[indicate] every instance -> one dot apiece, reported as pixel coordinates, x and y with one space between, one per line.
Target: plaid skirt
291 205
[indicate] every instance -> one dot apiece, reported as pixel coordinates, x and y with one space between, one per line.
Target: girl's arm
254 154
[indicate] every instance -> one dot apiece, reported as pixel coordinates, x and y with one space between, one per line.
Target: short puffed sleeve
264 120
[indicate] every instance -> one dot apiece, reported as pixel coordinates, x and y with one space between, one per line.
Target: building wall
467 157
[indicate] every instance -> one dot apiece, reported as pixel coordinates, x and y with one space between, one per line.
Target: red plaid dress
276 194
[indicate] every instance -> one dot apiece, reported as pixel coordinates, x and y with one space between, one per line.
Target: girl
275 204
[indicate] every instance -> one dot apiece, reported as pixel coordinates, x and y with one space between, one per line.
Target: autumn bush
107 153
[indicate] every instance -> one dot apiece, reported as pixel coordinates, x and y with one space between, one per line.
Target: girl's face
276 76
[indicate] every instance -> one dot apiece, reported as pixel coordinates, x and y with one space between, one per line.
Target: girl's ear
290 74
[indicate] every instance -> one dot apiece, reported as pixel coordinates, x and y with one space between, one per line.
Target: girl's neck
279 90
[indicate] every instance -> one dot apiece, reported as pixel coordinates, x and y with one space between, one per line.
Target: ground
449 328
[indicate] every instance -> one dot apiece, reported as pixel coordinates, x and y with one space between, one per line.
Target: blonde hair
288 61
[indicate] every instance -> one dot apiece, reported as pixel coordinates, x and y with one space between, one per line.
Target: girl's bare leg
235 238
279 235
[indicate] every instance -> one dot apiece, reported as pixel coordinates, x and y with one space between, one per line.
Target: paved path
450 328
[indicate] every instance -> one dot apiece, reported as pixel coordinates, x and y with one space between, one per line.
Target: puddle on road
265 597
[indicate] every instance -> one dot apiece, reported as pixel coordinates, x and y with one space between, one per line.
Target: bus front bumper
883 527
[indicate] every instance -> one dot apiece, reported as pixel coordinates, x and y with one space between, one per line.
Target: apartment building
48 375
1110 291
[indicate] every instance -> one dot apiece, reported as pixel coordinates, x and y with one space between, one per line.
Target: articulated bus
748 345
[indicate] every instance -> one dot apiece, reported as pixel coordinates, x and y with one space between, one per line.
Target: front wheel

::::

REQUIRED WORK
Give back the data exactly, with no line dropped.

TASK OUTPUT
[indicate] every instance -> one dot apiece, reported as pixel coordinates, x and y with one space between, one per line.
Target: plaid skirt
291 205
[indicate] every instance -> one dot apiece, reported as pixel coordinates, x and y with one space between, one per line.
Target: girl's arm
254 154
[indicate] every instance -> one dot apiece, reported as pixel coordinates, x and y with one space between, one per line.
Target: short puffed sleeve
264 120
[indicate] every instance -> one dot apiece, reported as pixel coordinates, x and y with one space between, one per line.
Target: building wall
467 157
[indicate] every instance -> one dot apiece, reported as pixel coordinates, x and y with one space between, one per line.
Target: red plaid dress
276 194
[indicate] every instance -> one dot apiece, reported as pixel coordinates, x and y with one space between, one per line.
Target: girl
275 204
[indicate] every instance -> one dot apiece, reported as pixel coordinates, x and y with one space between, one per line.
Target: autumn bush
107 153
[indicate] every instance -> one dot apiece, reported as pixel coordinates, x and y with one space between, one per line.
Target: girl's face
276 76
[indicate] every instance -> one dot apiece, reported as pixel coordinates, x and y with one space between, one per line.
Target: girl's ear
290 74
[indicate] every instance -> one dot apiece, reported as pixel coordinates, x and y with one space between, one per line.
Target: girl's neck
279 90
[indicate] every instance -> one dot apiece, reported as pixel coordinates, x and y with one space between, one per line.
Target: ground
449 328
[indicate] every instance -> one dot apiece, reported as pixel coordinates, x and y with one space between, one per line.
Target: blonde hair
288 61
[indicate] every instance -> one dot apiece, reported as pixel coordinates, x and y with one space between, one per line.
Target: girl's bare leg
235 238
279 235
[indicate] every instance -> one dot apiece, reported as pixel coordinates, x and y with one space between, one per line.
Target: paved path
450 328
[indicate] every instance -> one dot apiece, reported as pixel coordinates, x and y with one space between, one per line.
Target: puddle on road
265 597
[indicate] every instance -> one dot apiece, reported as pixel coordinates, x and y with one space between, one per line.
Target: bus front bumper
883 527
[indicate] every instance -> one dot apiece, reported as pixel coordinates, x and y with one space between, one per line.
Target: apartment building
48 375
1110 291
[indicate] every instance -> one dot apiece, reported as pixel coordinates, x and y with one space between, one per line.
Target: articulated bus
748 345
[indicate] every instance -> one dot apiece, reported as pixel coordinates, x and y with one space between, one per line.
Target: front wheel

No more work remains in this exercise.